**Provided data**
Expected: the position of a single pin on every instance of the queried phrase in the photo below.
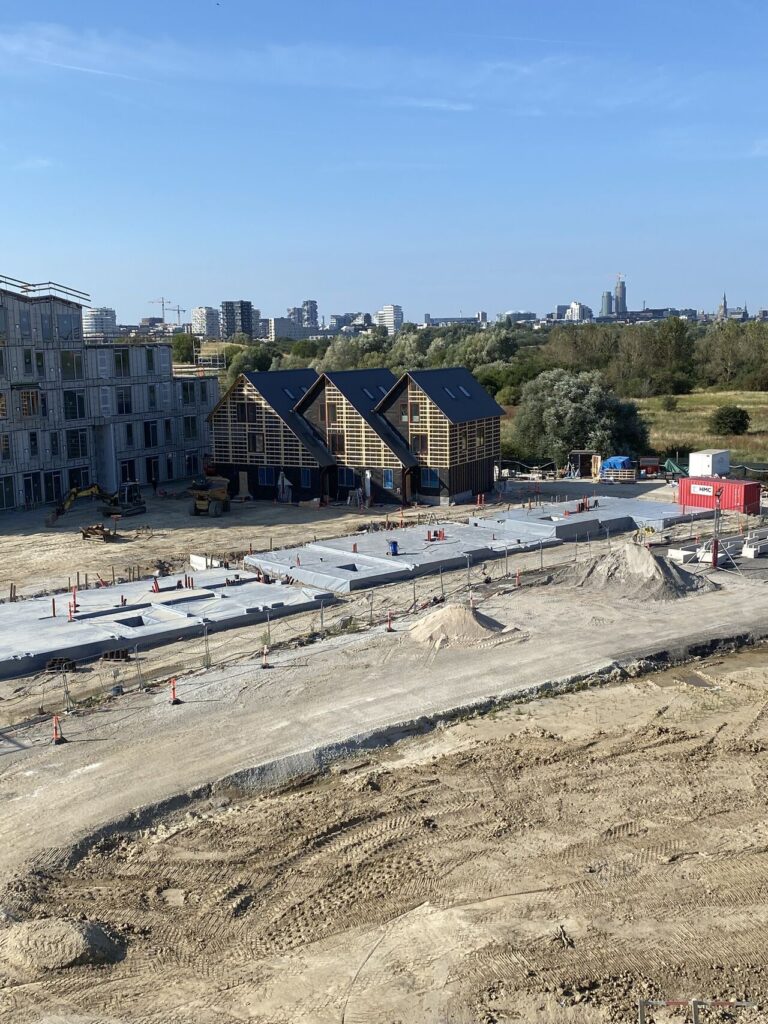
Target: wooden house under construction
(433, 435)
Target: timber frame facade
(433, 435)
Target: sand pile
(455, 622)
(634, 572)
(53, 943)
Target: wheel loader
(210, 496)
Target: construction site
(492, 764)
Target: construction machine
(126, 500)
(210, 496)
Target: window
(77, 443)
(122, 363)
(6, 493)
(72, 366)
(74, 404)
(79, 478)
(125, 401)
(255, 442)
(151, 433)
(46, 327)
(30, 402)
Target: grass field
(685, 428)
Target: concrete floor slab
(133, 615)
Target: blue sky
(441, 154)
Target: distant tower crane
(162, 302)
(177, 310)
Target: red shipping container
(737, 496)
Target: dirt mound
(634, 572)
(455, 622)
(54, 943)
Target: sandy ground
(552, 862)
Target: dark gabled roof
(281, 389)
(364, 389)
(455, 391)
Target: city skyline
(511, 155)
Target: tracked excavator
(126, 500)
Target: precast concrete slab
(136, 616)
(363, 560)
(605, 516)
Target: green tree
(560, 411)
(729, 420)
(182, 347)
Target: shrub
(729, 420)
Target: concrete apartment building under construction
(73, 413)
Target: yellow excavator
(126, 500)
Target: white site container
(710, 462)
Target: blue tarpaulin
(616, 462)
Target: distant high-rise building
(206, 322)
(578, 312)
(309, 314)
(390, 317)
(238, 317)
(99, 324)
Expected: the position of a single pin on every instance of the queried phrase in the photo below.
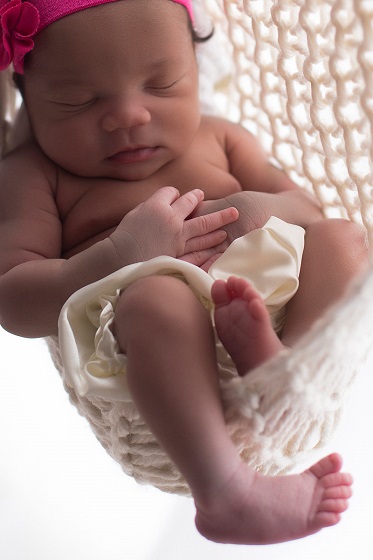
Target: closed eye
(159, 87)
(74, 105)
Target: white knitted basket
(299, 75)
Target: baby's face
(112, 91)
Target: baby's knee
(154, 300)
(344, 239)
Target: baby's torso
(91, 208)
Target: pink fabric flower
(19, 22)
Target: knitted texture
(299, 75)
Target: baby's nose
(126, 113)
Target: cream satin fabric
(269, 258)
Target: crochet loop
(19, 23)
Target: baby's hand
(252, 213)
(162, 226)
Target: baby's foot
(256, 509)
(243, 324)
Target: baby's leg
(243, 324)
(172, 374)
(335, 253)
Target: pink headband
(21, 20)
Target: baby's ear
(7, 104)
(19, 131)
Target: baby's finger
(187, 203)
(210, 222)
(207, 241)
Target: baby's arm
(35, 281)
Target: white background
(63, 498)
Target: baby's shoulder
(224, 130)
(27, 164)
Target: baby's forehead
(115, 34)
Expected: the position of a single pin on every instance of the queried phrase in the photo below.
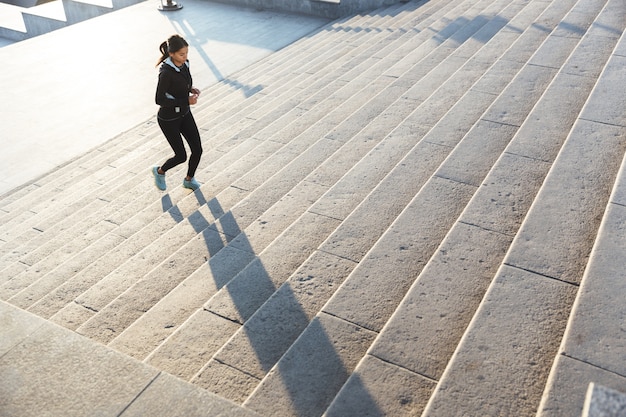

**Given instruction**
Render every line of the material above as a numbered list, omitting blank lines and leaving the pictures out.

**Solution to this task**
1. Expected: the position of a single pin on every instance of the queried phrase in the photo below.
2. Target: wooden house under construction
3. (433, 435)
4. Target: timber frame facade
5. (433, 435)
6. Target: sand pile
7. (455, 622)
8. (634, 572)
9. (53, 943)
10. Target: wheel loader
11. (210, 496)
12. Target: construction site
13. (492, 764)
14. Target: construction machine
15. (126, 500)
16. (210, 496)
17. Target: window
18. (77, 443)
19. (122, 363)
20. (6, 493)
21. (72, 366)
22. (74, 404)
23. (79, 478)
24. (125, 401)
25. (255, 442)
26. (151, 433)
27. (46, 327)
28. (30, 402)
29. Target: grass field
30. (685, 428)
31. Target: concrete floor slab
32. (133, 615)
33. Target: blue sky
34. (441, 154)
35. Target: distant tower crane
36. (162, 302)
37. (177, 310)
38. Target: red shipping container
39. (737, 496)
40. Target: dirt mound
41. (634, 572)
42. (455, 622)
43. (54, 943)
44. Target: sandy ground
45. (552, 862)
46. Target: dark gabled roof
47. (281, 389)
48. (364, 389)
49. (455, 391)
50. Target: city skyline
51. (511, 155)
52. Target: tracked excavator
53. (126, 500)
54. Target: precast concrete slab
55. (136, 616)
56. (363, 560)
57. (605, 516)
58. Target: green tree
59. (560, 411)
60. (729, 420)
61. (182, 347)
62. Target: shrub
63. (729, 420)
64. Target: concrete apartment building under construction
65. (73, 413)
66. Target: yellow excavator
67. (126, 500)
68. Target: white site container
69. (710, 462)
70. Target: blue tarpaulin
71. (616, 462)
72. Target: distant high-rise building
73. (206, 322)
74. (578, 312)
75. (309, 314)
76. (390, 317)
77. (238, 317)
78. (99, 324)
79. Expected: the position of a single pin on every instance of the queried phrase in the photo below.
80. Target: closed eye
81. (159, 87)
82. (74, 105)
83. Target: white knitted basket
84. (299, 75)
85. Target: baby's face
86. (112, 91)
87. Target: baby's knee
88. (154, 300)
89. (344, 239)
90. Target: baby's torso
91. (91, 208)
92. Target: pink fabric flower
93. (19, 22)
94. Target: knitted texture
95. (299, 75)
96. Target: baby's nose
97. (126, 113)
98. Target: cream satin fabric
99. (269, 258)
100. Target: crochet loop
101. (19, 23)
102. Target: baby's hand
103. (252, 213)
104. (162, 226)
105. Target: baby's foot
106. (256, 509)
107. (243, 324)
108. Target: baby's leg
109. (243, 324)
110. (172, 374)
111. (335, 253)
112. Target: pink headband
113. (21, 20)
114. Target: baby's ear
115. (7, 104)
116. (19, 131)
117. Target: baby's finger
118. (187, 203)
119. (210, 222)
120. (207, 241)
121. Target: baby's arm
122. (35, 281)
123. Target: white background
124. (63, 498)
125. Target: baby's shoulder
126. (224, 130)
127. (27, 164)
128. Target: baby's forehead
129. (115, 34)
130. Expected: the position of a single pin on every instance of the queried phrase in the photo below.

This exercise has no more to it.